- [Task objective]
In the legal brief below, why does the writer say the district court skipped Chevron step one? Answer in one to three sentences.

- [Page]
II. The District court Erred in Ignoring the Dispositive Language of Section 6110(l)(1)and Skipping Chevron Step One.

The district court's opinion makes not a single reference to the dispositive provision of the statute, § 6110(l)(1). Had the district court considered § 6110(l)(1), it would have had to make a determination "whether Congress has directly spoken to the precise question at issue," for "if the intent of Congress is clear, that is the end of the matter." Chevron, 467 U.S. at 842. This is Chevron step one.

But the district court never came to grips with the crucial language, i.e. § 6110(l)(1), in which Congress has "directly spoken to the precise question at issue." That precise guestion is whether the disclosure of EO revocation and denial letters is governed and mandated by § 6110, or rather is governed and barred by § 6104. The district court never even looked to see if there was an ambiguity in Congress' words in § 6110(l)(1), "matters to which § 6104 applies." Instead, the district court found an ambiguity "because Congress did not indicate what types of 'rulings' or 'determination letters' should be considered a 'written determination.'" (JA 87).

- [Provided records]
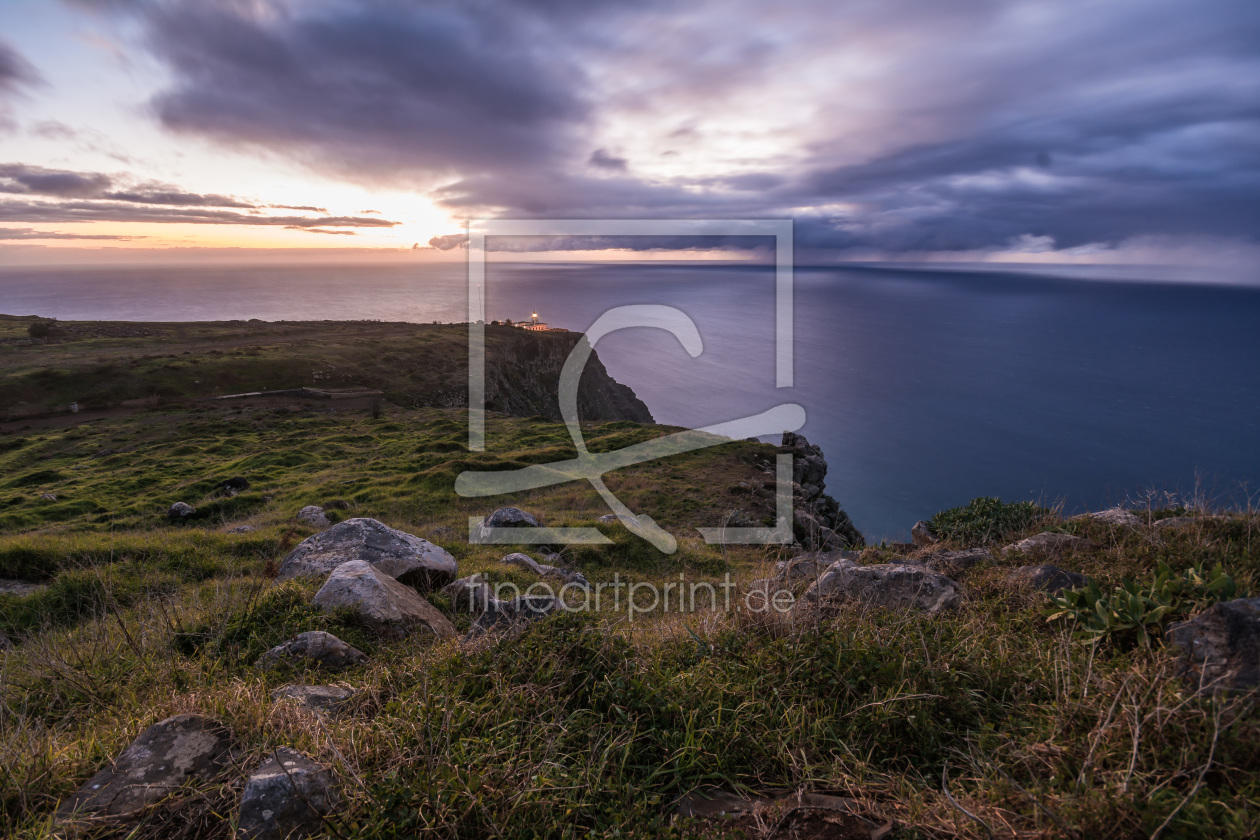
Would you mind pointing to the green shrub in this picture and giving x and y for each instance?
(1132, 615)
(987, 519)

---

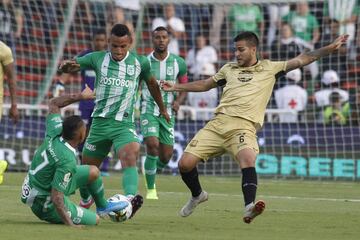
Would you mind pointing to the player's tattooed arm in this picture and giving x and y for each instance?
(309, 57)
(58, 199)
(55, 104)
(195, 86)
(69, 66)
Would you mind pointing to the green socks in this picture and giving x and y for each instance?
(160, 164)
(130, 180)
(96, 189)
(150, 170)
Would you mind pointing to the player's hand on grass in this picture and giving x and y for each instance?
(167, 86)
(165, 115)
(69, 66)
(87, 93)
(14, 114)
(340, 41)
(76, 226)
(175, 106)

...

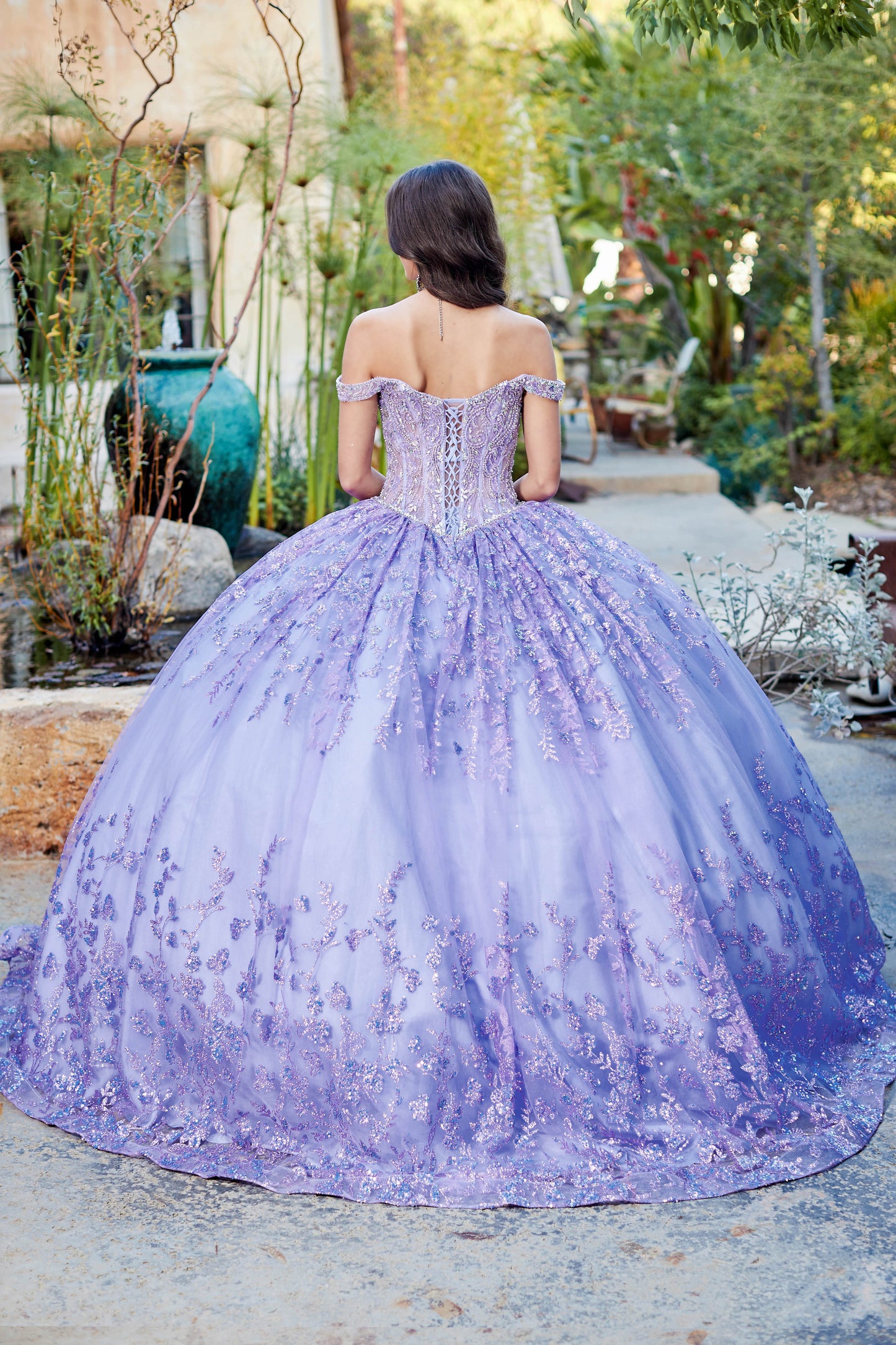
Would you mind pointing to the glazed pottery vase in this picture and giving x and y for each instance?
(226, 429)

- [Final result]
The district court's opinion never mentions § 6110(l)(1), the provision the brief calls dispositive. Because of that, the court never decided whether Congress had directly spoken to the precise question at issue, which is Chevron step one. It also never checked the words "matters to which § 6104 applies" for ambiguity, and instead found ambiguity because Congress did not say what types of "rulings" or "determination letters" count as a "written determination."